Beginning with the line where "Point to the city buildings." appears, retype every remaining line of the data below, both the first and last included.

Dataset records
####

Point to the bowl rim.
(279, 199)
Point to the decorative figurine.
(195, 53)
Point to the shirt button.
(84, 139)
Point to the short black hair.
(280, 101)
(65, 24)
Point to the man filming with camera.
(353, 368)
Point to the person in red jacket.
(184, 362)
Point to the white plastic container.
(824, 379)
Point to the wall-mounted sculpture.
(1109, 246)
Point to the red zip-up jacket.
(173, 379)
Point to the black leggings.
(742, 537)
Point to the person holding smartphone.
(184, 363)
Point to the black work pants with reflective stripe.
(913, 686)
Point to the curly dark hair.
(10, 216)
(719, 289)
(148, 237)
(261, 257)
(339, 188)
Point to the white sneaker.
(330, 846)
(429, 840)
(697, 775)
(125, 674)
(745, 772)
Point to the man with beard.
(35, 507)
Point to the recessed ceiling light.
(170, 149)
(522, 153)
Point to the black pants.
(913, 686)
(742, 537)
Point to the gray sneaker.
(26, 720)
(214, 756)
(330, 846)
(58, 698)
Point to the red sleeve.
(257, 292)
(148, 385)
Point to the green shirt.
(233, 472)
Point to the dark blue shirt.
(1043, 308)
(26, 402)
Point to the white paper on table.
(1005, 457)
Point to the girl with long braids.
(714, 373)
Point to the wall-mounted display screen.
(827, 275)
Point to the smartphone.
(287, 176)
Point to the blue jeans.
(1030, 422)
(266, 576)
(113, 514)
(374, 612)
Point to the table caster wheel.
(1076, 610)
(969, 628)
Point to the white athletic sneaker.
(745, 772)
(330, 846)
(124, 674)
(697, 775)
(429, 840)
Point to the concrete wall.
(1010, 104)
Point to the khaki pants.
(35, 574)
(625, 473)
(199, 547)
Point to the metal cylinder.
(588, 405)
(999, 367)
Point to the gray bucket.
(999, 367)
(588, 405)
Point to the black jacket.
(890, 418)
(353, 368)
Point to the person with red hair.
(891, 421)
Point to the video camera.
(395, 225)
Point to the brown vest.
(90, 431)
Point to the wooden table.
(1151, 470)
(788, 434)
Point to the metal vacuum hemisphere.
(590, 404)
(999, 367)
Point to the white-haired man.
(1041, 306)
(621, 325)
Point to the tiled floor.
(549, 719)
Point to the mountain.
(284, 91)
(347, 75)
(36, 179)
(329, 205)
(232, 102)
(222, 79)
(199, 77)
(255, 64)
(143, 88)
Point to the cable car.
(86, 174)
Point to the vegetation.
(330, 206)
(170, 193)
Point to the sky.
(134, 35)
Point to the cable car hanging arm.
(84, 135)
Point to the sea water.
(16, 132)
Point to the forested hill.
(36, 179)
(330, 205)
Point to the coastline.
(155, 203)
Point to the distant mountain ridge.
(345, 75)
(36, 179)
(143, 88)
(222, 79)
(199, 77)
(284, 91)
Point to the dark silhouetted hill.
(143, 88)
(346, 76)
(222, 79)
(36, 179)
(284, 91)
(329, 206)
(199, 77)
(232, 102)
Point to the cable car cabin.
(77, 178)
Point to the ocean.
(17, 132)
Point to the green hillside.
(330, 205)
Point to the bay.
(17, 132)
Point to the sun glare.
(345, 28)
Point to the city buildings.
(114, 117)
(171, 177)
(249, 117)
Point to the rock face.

####

- Result of the task:
Point to the city buildings.
(114, 117)
(171, 177)
(249, 117)
Point to the rock face.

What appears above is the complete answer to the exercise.